*Your objective*: Return each line of the entries that mentions the word "instance".

*Data extracts*:

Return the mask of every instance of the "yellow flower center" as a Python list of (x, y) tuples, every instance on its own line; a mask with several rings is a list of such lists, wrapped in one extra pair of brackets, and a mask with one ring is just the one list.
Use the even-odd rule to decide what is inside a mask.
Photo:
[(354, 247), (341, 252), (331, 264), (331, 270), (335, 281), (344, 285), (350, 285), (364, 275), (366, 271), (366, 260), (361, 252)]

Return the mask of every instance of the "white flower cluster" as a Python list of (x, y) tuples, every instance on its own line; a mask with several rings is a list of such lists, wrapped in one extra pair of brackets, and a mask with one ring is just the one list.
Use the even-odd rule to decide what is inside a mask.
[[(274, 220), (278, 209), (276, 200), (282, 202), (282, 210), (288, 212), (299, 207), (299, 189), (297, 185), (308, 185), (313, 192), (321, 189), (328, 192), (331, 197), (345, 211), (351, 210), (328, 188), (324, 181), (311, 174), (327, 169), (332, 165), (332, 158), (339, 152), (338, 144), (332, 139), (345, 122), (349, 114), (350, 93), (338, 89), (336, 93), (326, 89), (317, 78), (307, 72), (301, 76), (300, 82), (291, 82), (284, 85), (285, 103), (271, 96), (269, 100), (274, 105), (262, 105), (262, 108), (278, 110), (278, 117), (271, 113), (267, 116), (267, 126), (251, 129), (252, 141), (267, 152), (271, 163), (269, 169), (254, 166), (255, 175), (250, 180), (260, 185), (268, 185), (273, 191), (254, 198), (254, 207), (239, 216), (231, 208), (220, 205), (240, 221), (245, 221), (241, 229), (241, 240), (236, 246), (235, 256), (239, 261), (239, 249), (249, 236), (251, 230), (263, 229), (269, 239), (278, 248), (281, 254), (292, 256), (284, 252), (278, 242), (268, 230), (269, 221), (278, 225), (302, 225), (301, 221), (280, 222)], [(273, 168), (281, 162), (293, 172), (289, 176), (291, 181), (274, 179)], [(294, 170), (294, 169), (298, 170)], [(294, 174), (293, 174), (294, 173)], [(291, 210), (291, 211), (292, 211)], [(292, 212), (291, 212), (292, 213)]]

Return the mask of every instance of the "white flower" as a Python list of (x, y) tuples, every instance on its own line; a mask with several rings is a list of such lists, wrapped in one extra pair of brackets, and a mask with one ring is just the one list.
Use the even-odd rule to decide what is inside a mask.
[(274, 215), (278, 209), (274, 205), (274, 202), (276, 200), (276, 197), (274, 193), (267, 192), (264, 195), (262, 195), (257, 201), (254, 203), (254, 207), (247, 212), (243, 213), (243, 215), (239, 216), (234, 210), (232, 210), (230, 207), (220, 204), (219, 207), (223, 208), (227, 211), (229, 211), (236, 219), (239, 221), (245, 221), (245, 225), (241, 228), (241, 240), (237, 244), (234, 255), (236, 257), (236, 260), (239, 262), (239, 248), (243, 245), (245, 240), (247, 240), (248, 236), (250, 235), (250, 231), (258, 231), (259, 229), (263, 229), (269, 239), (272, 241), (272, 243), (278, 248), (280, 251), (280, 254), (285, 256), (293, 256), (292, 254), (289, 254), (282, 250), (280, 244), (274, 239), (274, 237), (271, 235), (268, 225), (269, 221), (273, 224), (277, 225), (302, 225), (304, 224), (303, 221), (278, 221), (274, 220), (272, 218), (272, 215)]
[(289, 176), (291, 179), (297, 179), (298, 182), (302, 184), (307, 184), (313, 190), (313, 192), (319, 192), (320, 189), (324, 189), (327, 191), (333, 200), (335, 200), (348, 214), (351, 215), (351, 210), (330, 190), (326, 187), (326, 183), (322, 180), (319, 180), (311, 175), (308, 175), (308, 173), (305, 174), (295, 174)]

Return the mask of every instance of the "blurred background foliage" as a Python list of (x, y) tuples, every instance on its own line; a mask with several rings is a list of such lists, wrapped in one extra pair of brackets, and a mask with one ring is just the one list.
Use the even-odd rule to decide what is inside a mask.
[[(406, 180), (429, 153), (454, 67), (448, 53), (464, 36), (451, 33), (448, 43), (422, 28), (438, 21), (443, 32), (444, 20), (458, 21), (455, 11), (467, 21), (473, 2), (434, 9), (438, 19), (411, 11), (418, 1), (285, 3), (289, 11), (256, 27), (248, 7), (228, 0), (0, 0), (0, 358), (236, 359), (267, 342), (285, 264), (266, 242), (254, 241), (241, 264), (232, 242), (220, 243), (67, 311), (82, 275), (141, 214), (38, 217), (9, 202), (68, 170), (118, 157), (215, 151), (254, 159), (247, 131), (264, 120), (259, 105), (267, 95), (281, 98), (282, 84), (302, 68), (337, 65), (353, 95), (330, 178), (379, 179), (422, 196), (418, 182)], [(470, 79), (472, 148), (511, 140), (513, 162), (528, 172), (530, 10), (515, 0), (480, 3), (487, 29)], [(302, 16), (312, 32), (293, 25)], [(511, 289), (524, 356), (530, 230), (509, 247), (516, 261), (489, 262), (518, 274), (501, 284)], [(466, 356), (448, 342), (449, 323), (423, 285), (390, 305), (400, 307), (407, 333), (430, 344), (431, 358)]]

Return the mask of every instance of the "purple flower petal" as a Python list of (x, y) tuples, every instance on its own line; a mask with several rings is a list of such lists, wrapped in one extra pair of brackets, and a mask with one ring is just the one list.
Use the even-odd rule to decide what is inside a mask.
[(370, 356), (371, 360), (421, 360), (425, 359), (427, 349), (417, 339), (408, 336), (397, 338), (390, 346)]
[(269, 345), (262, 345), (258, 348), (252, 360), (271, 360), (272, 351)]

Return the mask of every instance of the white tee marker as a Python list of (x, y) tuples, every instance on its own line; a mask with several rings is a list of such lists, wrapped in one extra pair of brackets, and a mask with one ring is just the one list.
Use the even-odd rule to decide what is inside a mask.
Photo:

*Exercise solution*:
Return the mask of every instance of the "yellow flower center" as a Python list of (x, y) tuples, every instance on its own line; a mask with several rings is a list of such lists, wrapped in one extra pair of brackets, and a mask with one ring is just the one list.
Return the mask of every instance of the "white flower cluster" as a Python list of (x, y) tuples, every instance on its own line; a mask with several rings is a list of such lists, wrapped in one extra pair of brackets, and a mask with one ring is just the one list.
Return the mask of every instance of the "white flower" as a Python list of (x, y) tuples, every instance on its own line; a mask with several rings is a list of such lists, wrapped in one extra pair of brackets, and a mask with one ring is just the one list.
Return the mask of every instance of the "blurred background foliage" as a Python list of (x, y) tuples, every instance on its own line; a mask with several rings is a list of such lists, wrapped in one extra pair of brackets, and a mask with one ring is just the one list.
Return the mask of every instance of the "purple flower petal" as a Python list of (x, y) tuples, every instance on its own line; a mask with several rings is a list of such lists, wrapped in one extra pair of brackets, and a mask with one ring is just the one list.
Return the mask of every instance of the white tee marker as a Python list of (x, y) tuples, every instance on its own line; a mask with several rings is a list of such lists, wrapped in one extra pair of brackets, and a mask with one ring is just the one list.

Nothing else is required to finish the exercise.